## start Article

Mu TSDB PDD: Gorilla-inspired Features (Design Intake)
Mu TSDB PDD: Gorilla-inspired Features (Design Intake)
Date: 2026-02-25
Context
Mu is a lean TSDB built for three hard goals:
- Blazing writes
- Blazing queries
- Never drop a metric
This document captures implementation ideas worth "ripping" from Meta/Facebook's Gorilla TSDB design and paper, adapted to Mu's goals and constraints.
Primary reference: "Gorilla: A Fast, Scalable, In-Memory Time Series Database" (Teller et al.). https://www.vldb.org/pvldb/vol8/p1816-teller.pdf
Non-goals (for this PDD)
- Prometheus/Influx/OTEL wire compatibility
- Full distributed control-plane design (Paxos shard assignment, etc.) in the near term
- Exact reproduction of Gorilla's architecture (Mu can diverge where it helps correctness or simplicity)
Key decision: "never drop a metric" vs Gorilla availability tradeoffs
Gorilla explicitly tolerates dropping a small amount of recent data under some failure/overload situations to preserve availability. Mu's "never drop a metric" goal implies different defaults:
- The default write contract should be "accepted only after durable enough to survive process crash."
- Under overload, Mu should prefer backpressure (block) over dropping or rejecting with 5xx.
- If we ever add a "best-effort" write mode, it must be explicit and opt-in.
Design ideas to adopt (with Mu adaptation and phase)
1) Delta-of-delta timestamp bitpacking (per-series)
What Gorilla did:
- Encode timestamps as delta-of-delta with variable-length bitpacking inside a compressed block.
Why we want it:
- Huge write amplification reduction.
- Faster query scans due to less memory bandwidth.
Mu adaptation:
- Implement a per-series encoder for
(ts_ms)using Gorilla-style delta-of-delta. - Keep decoder streaming-friendly so aggregates can consume without materializing points.

## end Article

(Directives):
A: Echo the Mu design document, everything from "- Under overload, Mu" down to "explicit and opt-in.".
B: Answer these questions from the Mu design document:
(i) What date does it give?
(ii) Under overload, what should Mu prefer over dropping or rejecting with 5xx?
(iii) How did Gorilla encode timestamps?
This data comes from a separate source, unrelated to the Mu design document.

## start Dataset entries

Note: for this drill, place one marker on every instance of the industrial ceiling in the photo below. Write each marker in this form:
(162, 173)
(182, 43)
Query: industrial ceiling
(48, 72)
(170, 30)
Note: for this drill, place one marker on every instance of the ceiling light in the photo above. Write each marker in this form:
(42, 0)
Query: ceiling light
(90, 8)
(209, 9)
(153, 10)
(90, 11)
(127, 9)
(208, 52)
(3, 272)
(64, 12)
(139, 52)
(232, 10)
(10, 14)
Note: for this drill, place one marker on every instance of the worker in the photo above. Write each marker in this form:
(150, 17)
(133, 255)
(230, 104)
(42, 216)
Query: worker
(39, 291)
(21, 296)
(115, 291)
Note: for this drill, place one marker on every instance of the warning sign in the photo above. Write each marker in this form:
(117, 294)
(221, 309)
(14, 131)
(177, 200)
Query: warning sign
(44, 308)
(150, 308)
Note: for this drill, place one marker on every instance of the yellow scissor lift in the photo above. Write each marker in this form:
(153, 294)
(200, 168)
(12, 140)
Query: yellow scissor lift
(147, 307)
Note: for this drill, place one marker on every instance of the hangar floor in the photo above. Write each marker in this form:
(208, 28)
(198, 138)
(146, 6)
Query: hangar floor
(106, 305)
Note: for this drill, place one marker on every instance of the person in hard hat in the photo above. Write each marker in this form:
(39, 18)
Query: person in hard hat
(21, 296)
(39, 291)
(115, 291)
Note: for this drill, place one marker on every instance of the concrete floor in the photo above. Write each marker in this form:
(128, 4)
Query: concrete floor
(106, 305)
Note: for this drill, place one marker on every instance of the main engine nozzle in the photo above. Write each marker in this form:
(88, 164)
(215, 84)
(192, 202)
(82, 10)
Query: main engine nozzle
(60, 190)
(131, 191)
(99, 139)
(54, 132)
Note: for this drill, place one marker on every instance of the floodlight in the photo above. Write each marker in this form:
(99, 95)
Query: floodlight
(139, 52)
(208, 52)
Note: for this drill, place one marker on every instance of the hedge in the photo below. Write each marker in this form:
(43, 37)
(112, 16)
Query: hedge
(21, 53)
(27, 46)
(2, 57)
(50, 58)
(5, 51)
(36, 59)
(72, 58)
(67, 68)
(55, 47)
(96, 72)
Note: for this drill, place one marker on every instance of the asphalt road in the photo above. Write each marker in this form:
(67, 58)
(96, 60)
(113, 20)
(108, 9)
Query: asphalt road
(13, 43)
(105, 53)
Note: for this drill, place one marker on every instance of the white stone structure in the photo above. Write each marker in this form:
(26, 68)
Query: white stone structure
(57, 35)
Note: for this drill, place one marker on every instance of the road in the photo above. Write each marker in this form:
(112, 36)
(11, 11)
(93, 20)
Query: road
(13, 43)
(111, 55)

## end Dataset entries

(Exercise answers):
A:
- Under overload, Mu should prefer backpressure (block) over dropping or rejecting with 5xx.
- If we ever add a "best-effort" write mode, it must be explicit and opt-in.

B:
(i) 2026-02-25
(ii) Backpressure (blocking)
(iii) As delta-of-delta with variable-length bitpacking inside a compressed block